EXERCISE GOAL: Reproduce the lines starting at the one that contains "job: trace the outline of every instance of the overcast" and ending at the one that contains "[[[1344,242],[1341,47],[1331,0],[0,0],[0,410],[1025,329]]]", changing "overcast sky" to "cloudy sky" and leaving everything else unchanged.

PROVIDED ENTRIES:
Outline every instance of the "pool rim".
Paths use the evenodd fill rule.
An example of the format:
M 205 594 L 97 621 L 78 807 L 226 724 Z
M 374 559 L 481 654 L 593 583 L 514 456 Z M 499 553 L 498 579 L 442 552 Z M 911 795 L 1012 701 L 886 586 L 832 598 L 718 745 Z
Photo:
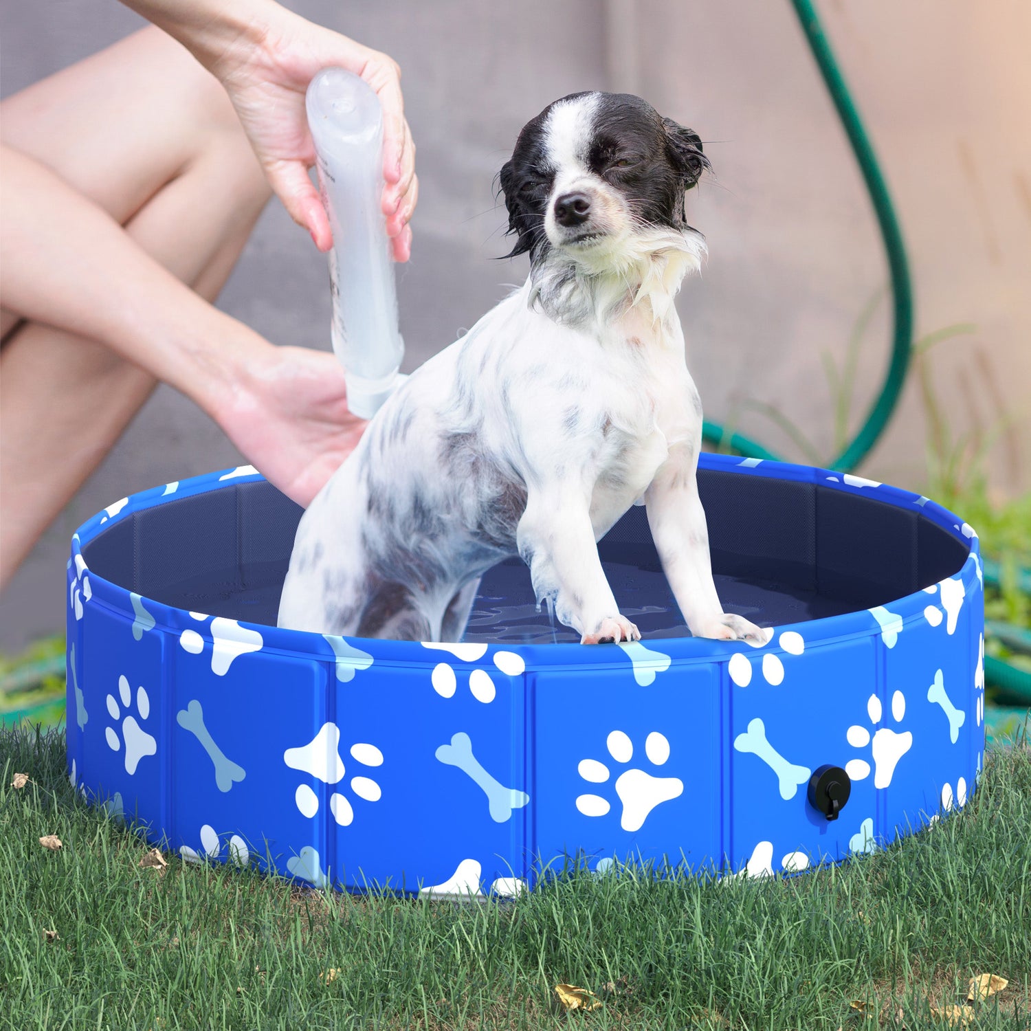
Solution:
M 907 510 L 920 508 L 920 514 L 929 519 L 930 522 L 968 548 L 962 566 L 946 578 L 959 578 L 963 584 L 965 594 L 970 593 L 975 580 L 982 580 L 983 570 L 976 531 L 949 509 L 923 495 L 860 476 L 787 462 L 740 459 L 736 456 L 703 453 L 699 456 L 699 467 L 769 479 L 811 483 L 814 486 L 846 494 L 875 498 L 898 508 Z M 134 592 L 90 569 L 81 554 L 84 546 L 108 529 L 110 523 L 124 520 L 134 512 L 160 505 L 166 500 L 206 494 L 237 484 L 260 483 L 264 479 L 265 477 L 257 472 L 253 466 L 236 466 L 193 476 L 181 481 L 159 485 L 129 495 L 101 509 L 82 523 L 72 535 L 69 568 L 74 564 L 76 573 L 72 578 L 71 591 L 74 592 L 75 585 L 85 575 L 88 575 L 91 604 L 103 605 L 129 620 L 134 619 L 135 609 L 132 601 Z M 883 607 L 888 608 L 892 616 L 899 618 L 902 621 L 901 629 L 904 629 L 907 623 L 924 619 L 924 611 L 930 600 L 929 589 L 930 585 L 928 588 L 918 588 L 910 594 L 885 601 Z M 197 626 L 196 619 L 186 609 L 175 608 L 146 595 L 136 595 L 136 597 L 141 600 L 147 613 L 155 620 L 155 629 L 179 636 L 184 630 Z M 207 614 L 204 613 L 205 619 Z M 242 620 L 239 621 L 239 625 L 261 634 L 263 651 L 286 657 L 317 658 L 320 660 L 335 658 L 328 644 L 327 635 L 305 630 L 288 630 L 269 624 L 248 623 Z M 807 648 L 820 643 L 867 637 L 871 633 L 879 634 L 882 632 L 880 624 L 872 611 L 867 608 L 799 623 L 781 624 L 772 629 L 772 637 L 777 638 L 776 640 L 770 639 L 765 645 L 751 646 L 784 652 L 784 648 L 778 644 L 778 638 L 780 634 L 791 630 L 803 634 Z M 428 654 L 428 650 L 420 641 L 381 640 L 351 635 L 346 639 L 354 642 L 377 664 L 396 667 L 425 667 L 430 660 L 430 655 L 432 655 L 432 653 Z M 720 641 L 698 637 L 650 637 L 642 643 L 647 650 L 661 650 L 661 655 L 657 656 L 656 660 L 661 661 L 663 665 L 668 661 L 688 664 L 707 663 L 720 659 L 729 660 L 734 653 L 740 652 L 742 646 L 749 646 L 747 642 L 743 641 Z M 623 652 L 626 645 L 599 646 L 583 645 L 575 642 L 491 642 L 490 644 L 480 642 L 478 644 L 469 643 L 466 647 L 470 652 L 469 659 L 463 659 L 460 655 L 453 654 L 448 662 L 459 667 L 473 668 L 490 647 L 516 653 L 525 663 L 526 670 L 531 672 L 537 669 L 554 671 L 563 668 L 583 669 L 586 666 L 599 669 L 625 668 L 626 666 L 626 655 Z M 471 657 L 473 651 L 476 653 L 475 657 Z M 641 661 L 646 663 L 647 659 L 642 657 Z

...

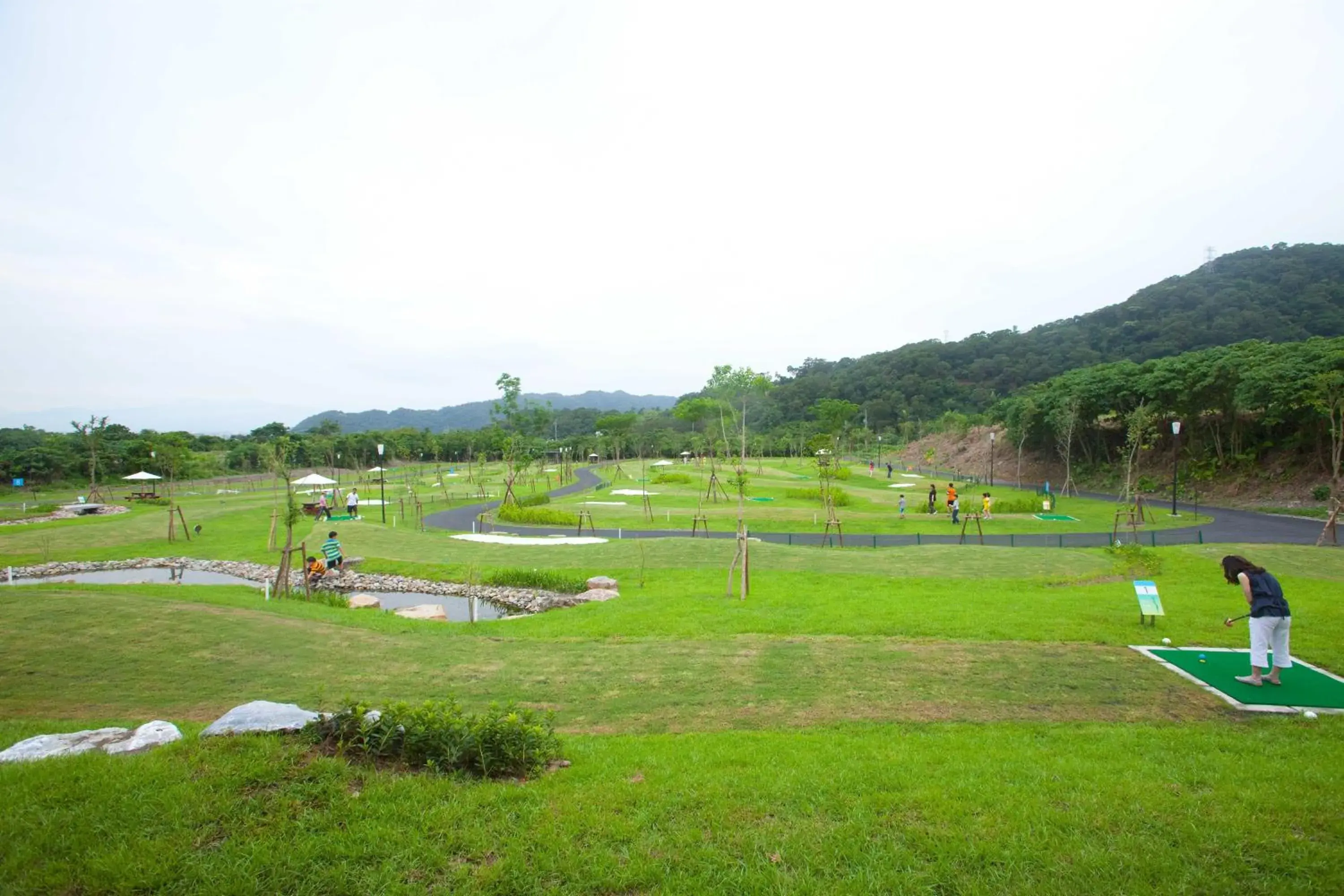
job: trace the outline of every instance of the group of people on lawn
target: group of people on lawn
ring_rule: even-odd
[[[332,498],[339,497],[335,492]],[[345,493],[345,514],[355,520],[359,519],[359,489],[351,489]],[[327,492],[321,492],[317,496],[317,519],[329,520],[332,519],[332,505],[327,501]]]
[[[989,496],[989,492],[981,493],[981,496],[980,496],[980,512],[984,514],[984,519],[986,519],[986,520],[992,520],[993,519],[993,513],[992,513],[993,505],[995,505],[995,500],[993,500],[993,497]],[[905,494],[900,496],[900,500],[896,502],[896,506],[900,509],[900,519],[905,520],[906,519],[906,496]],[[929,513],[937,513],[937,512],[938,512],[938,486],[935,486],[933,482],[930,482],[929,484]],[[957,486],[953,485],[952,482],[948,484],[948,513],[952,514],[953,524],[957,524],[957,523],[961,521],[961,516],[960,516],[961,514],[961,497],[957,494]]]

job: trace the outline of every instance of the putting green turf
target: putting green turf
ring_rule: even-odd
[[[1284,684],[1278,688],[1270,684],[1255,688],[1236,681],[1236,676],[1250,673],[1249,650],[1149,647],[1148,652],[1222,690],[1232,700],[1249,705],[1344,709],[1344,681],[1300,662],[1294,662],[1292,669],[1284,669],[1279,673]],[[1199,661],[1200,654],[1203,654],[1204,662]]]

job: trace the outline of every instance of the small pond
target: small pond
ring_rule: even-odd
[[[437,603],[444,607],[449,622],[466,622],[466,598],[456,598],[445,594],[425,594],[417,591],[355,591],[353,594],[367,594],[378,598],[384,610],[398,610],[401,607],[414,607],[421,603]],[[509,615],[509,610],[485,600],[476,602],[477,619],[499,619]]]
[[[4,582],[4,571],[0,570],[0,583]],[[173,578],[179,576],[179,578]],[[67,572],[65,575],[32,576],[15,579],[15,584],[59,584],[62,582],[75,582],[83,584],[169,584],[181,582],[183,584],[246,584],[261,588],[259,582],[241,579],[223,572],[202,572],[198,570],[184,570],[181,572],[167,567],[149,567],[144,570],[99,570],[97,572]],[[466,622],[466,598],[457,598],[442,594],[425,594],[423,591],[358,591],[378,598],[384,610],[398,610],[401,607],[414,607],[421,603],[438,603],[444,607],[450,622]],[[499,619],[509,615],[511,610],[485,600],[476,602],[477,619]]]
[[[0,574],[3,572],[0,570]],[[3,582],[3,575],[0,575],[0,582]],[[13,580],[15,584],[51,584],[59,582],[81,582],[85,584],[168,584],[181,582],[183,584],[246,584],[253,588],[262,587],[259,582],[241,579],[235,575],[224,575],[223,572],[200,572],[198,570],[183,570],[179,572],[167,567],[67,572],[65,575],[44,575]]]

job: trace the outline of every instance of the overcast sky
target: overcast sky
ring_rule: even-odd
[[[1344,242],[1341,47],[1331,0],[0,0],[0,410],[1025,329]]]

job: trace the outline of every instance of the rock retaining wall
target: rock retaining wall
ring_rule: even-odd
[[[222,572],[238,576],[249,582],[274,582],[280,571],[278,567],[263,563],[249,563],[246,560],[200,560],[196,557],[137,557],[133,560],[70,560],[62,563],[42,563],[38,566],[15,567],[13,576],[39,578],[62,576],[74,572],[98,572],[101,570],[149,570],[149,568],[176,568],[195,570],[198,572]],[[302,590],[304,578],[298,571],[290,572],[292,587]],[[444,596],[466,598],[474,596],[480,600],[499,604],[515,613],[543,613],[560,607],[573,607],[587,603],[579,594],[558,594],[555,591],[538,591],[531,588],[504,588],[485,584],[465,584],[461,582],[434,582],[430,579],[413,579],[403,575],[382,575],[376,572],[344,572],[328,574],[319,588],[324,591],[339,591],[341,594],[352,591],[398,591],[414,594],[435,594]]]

RESULT OF THIS EXERCISE:
job: trace the outline of every instance of the cloudy sky
target: cloudy sky
ring_rule: even-odd
[[[1344,242],[1341,47],[1331,0],[0,0],[0,410],[1025,329]]]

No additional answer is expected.